- **Source text**
Earlier this month, as the Houston Astros faced the Philadelphia Phillies in the World Series, the home plate umpire presided over the game with the FTX logo emblazoned across his chest.
Rule No. 2: don't take "investment" advice from people who are extremely wealthy and won't suffer much from losing a few million. When Steph Curry and Matt Damon started shilling for crypto, I lost all respect for them. Really, you don't already have enough money, you have to shill for Ponzi schemes?
The last part of this points to why Trump was so successful in 2016. Too many Democrats, while not beholden to right wing billionaires like Koch and Murdock, are still part of the “money&fame=access” culture that has corrupted all of our political institutions. Citizens United is part of the problem, but failure to ban members of Congress from trading individual stocks is similarly bad for faith in government.
The mere existence of a cryptocurrency bubble suggests we learned the wrong lesson from the financial crisis of the 2000s, i.e. that what we need to fix the economy is new markets that are even less closely regulated. As with the last bubble burst, what will remain the same is who gets victimized by this failure, namely the end users who can't afford to eat their losses.

- **Extracted material**
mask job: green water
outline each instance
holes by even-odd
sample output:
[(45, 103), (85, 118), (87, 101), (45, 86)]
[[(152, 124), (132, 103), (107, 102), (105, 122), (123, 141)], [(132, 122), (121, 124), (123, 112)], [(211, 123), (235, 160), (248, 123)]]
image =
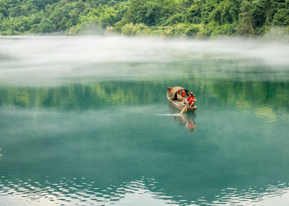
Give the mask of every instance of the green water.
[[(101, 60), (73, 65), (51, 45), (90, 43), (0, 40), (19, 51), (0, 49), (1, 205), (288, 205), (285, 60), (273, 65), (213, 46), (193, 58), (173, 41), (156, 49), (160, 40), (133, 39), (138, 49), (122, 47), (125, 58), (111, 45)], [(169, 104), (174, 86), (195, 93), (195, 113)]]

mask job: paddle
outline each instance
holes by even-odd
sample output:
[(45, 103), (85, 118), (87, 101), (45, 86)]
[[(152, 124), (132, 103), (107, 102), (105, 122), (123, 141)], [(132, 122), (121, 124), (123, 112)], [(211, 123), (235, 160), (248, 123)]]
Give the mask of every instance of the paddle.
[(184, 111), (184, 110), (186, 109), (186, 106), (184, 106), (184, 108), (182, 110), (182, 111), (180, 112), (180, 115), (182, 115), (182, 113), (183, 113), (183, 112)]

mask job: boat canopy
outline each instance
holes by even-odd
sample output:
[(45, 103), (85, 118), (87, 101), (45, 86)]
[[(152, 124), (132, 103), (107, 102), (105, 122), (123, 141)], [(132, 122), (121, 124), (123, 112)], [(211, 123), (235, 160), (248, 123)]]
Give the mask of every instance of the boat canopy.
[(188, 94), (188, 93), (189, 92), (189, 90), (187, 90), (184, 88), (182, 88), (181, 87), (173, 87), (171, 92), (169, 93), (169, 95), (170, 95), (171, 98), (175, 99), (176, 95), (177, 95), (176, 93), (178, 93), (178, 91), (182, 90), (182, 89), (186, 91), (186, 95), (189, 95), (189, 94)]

- **What the task asks**
Summarize the crypto commentary in two sentences. The listing has no connection to the crypto commentary.

- **Exercise result**
The crypto commentary notes that the home plate umpire at a World Series game between the Houston Astros and the Philadelphia Phillies wore the FTX logo. It also warns against taking investment advice from the extremely wealthy, such as Steph Curry and Matt Damon, faults many Democrats for belonging to a "money&fame=access" culture, and argues that the cryptocurrency bubble shows the wrong lesson was learned from the 2000s financial crisis, with end users who can't afford their losses again being the victims.